Provided passage:
>>>>
KARNEI SHOMRON, West Bank (JTA) — Just weeks after we immigrated to Israel in August 2000, I was summoned to the principal’s office of my daughter’s elementary school. Two weeks earlier she had entered first grade, another big step on top of the many big steps it took to get us to Israel.
The principal neither spoke nor understood much English, and I neither spoke nor understood much Hebrew. But during our brief meeting, she managed to communicate to me that my daughter would not have as many hours of assistance during the school day as we thought. Also, the teacher was having difficulty teaching a child “fresh off the boat” who could not understand a word of Hebrew — though she could read the language perfectly, having learned it in kindergarten at a Cleveland-area day school.
I left the school and began the mile-long trek back to our apartment (we would not buy our first car, which we are still driving, for another six months), when a car pulled up and offered me a ride. The driver was an English-speaking woman with a daughter in my first-grader’s class who had made aliyah many years before us.
When she asked how everything was going, I burst into tears and spent the next half hour crying in the front seat of her car as she consoled me and promised that our life in Israel would only get better.
Ten years later, my youngest daughter has just entered first grade. She arrived in the classroom with her pink orthopedic backpack filled with the proper school supplies. Israeli born, she speaks perfect Hebrew and English.
My five children all started school this month with confidence and the proper supplies. This time, we all know what we’re doing.
My oldest daughter, now in the 11th grade, speaks, dresses and acts like a native Israeli. Though she remembers the trauma of that first year, she is acing her studies and has a packed social life. And the woman whose front seat I dampened with my tears is now one of my closest friends in Israel.
As my family and I mark our 10th anniversary in Israel, I am overcome with mixed emotions.
It wasn’t easy to pack up and leave our family and friends to come here, though we were greeted by both family and friends when we arrived. It was not easy to adjust to a new culture, a new language, a new way of life.
<<<<
Record extracts:
>>>>
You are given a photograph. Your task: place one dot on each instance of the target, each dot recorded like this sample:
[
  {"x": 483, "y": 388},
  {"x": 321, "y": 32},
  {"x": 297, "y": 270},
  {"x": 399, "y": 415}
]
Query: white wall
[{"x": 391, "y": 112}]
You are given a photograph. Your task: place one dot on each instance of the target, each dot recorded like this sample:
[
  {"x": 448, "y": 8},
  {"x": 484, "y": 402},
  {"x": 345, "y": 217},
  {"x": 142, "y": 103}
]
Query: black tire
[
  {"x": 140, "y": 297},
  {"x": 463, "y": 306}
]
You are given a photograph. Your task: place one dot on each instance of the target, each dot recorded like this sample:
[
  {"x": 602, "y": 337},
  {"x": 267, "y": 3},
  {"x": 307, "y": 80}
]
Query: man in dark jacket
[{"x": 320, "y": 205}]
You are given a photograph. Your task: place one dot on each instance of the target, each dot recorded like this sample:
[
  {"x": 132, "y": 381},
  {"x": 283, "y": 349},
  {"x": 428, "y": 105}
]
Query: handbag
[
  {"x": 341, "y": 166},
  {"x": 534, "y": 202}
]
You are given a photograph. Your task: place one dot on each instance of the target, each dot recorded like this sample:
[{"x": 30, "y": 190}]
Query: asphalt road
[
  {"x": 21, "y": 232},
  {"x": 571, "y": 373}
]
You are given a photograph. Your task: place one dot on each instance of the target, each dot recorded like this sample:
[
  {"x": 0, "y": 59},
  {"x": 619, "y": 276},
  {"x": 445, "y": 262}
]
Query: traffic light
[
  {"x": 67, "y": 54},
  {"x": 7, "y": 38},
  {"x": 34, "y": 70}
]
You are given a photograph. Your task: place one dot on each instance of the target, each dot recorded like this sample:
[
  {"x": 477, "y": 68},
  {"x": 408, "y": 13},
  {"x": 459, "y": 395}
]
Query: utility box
<<<<
Write the next part of the essay about a family's first ten years after immigrating to Israel, starting right after its last sentence.

But we knew Israel would be the best place to raise our Jewish children, where they would learn about their Jewish past, participate in their Jewish present and prepare for their Jewish future, and where we would have a front-row seat to Jewish history.
During our “Living in Israel” workshops in Cleveland before we made aliyah, a Clevelander who dedicated her life to helping Jews make aliyah, though she never did, told us again and again that it would not be easy here. But if you can make it, Shirley Goodman always added, it will be worth it. It was a mantra that she drilled inside my head, and one that I whisper to myself even now, when the going gets tough.
Much has changed in 10 years. A decade ago my mother and I began by e-mailing each other every day; today we speak daily on an Internet phone. I have a Cleveland phone number, allowing relatives and friends to call me without worrying about the cost. But besides the daily calls to and from my mom — my father died 2 1/2 years ago — that phone does not ring much.
I have accepted that I am not part of the daily fabric of our American family and friends’ lives. We still remain close, but it is a different kind of close — one that is very far away.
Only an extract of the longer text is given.